___ Material shown ___

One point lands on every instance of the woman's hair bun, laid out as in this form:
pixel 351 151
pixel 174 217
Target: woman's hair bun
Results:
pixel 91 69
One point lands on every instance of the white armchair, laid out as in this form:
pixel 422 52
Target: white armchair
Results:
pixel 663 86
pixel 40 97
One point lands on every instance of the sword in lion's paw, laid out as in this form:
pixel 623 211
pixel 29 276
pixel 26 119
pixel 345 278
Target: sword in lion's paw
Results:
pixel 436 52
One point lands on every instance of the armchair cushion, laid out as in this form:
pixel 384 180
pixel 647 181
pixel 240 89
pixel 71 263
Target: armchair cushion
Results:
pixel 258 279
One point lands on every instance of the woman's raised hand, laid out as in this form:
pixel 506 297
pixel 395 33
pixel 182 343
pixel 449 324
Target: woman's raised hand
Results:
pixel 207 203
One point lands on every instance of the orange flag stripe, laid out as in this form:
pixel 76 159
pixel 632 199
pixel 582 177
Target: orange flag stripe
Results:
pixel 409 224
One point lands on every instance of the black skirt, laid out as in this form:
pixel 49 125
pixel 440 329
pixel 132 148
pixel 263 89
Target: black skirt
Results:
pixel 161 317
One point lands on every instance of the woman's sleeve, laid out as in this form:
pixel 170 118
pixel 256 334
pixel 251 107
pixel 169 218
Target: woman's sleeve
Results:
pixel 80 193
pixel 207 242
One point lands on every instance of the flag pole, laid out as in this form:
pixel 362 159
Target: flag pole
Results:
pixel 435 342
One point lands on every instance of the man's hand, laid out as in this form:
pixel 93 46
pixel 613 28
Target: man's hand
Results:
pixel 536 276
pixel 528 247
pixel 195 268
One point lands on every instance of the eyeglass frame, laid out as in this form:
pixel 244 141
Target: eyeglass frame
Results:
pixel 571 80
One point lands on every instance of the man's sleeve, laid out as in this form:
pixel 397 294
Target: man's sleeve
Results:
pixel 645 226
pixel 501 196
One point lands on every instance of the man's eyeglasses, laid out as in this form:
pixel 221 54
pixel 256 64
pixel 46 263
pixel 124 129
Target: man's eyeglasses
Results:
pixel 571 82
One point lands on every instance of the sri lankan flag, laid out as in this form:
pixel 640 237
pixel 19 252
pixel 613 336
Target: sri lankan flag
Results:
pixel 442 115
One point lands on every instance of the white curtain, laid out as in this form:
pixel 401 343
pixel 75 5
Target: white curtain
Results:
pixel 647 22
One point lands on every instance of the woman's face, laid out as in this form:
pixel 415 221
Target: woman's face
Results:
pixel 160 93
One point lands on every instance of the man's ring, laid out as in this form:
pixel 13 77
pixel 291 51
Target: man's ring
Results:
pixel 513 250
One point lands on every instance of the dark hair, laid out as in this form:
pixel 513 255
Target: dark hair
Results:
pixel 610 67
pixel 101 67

___

Objective: Reproduce verbatim the portion of the data above, from the line containing "One point lands on every instance of the eyeglass" up to and including the line containing "pixel 442 115".

Response:
One point lands on every instance of the eyeglass frame, laid out as in this form:
pixel 244 141
Target: eyeglass frame
Results:
pixel 571 80
One point lands on every instance of the man's sleeve, laid out as in this form:
pixel 397 294
Target: man's sleeve
Results:
pixel 645 226
pixel 501 196
One point lands on every instance of the man's eyeglasses, laid out as in this form:
pixel 221 54
pixel 256 64
pixel 46 263
pixel 124 129
Target: man's eyeglasses
Results:
pixel 571 82
One point lands on every instance of the sri lankan flag, laid out as in this form:
pixel 640 237
pixel 19 252
pixel 613 336
Target: sri lankan flag
Results:
pixel 442 115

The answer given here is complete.